* Work to do
Every entry that follows should be reproduced exactly.

======== Provided information ========

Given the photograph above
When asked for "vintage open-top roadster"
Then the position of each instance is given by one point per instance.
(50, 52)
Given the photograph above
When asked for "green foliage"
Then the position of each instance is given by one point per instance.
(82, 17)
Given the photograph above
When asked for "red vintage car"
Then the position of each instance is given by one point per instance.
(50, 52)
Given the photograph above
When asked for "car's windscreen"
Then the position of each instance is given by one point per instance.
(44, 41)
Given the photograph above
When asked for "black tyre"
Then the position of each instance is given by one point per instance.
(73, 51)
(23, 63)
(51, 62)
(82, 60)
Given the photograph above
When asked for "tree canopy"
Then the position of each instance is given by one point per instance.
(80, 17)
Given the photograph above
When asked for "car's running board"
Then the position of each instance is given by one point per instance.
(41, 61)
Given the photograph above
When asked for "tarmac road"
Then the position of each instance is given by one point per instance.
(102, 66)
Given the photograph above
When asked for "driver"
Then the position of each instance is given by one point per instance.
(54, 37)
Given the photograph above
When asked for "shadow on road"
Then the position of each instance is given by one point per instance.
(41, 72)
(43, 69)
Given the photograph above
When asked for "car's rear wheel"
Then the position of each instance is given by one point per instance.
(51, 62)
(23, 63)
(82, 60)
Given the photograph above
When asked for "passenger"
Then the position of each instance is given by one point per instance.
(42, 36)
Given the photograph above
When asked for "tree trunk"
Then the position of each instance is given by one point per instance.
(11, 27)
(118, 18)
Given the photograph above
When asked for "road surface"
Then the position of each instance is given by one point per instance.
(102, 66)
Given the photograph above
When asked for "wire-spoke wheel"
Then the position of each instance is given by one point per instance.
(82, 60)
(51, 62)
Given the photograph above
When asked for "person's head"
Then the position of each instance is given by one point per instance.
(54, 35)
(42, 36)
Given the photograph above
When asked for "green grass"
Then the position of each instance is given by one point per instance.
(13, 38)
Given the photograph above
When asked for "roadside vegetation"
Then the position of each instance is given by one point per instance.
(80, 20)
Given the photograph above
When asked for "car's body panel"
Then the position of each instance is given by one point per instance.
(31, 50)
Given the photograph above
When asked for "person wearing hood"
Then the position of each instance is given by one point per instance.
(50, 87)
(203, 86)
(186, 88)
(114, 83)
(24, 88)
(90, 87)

========

* Finished answer
Given the photograph above
When asked for "vintage open-top roadster"
Then the position of each instance is given by one point per instance.
(50, 52)
Given the photograph above
When asked for "green foliage"
Then the position of each instance is given by one point per instance.
(82, 17)
Given the photograph above
When asked for "red vintage car"
Then the position of each instance is given by one point per instance.
(50, 52)
Given the photograph above
When asked for "car's windscreen"
Then the position of each instance is given by one point per instance.
(44, 41)
Given the photograph above
When asked for "black tyre"
Then the position of each instance is given by one point per instance.
(73, 51)
(23, 63)
(51, 62)
(82, 60)
Given the photograph above
When asked for "tree canopy"
Then the position of each instance is given by one point per instance.
(80, 17)
Given the photograph above
When asked for "car's running board"
Then the position of each instance is given by one point per instance.
(41, 61)
Given the photograph above
When asked for "tarmac road"
Then the position of each instance is given by one point per instance.
(102, 66)
Given the photograph above
When asked for "driver"
Then the position of each instance is given by one point per instance.
(54, 37)
Given the photograph above
When asked for "shadow on road"
Then the position of each instance is given by one point per instance.
(41, 72)
(43, 69)
Given the photograph above
When asked for "car's rear wheel"
Then the position of each instance is given by one point per instance.
(51, 62)
(23, 63)
(82, 60)
Given the photograph above
When asked for "passenger"
Then the position of each instance is given by one point per instance.
(42, 36)
Given the photograph above
When asked for "tree trunk"
Then the position of each instance is given by one point per instance.
(11, 27)
(118, 18)
Given the photograph above
When asked for "road surface"
Then the position of each instance is given by one point per instance.
(102, 66)
Given the photograph above
When asked for "wire-spoke wheel"
Then the position of each instance is given by one point per instance.
(82, 60)
(51, 62)
Given the photograph above
When asked for "person's head"
Then the position of each instance is given by one point per instance.
(54, 35)
(42, 36)
Given the photograph above
When asked for "green grass"
Then the position of each instance is given by one point per instance.
(13, 38)
Given the photograph above
When asked for "roadside vegetation"
Then the position of each instance is given by one point per instance.
(80, 20)
Given the photograph above
When asked for "car's body panel"
Then the position of each instance is given by one point per instance.
(31, 50)
Given the photograph above
When asked for "person wearing hood"
Then the position of each instance is given by one point per instance.
(50, 87)
(203, 86)
(186, 88)
(114, 83)
(24, 88)
(90, 87)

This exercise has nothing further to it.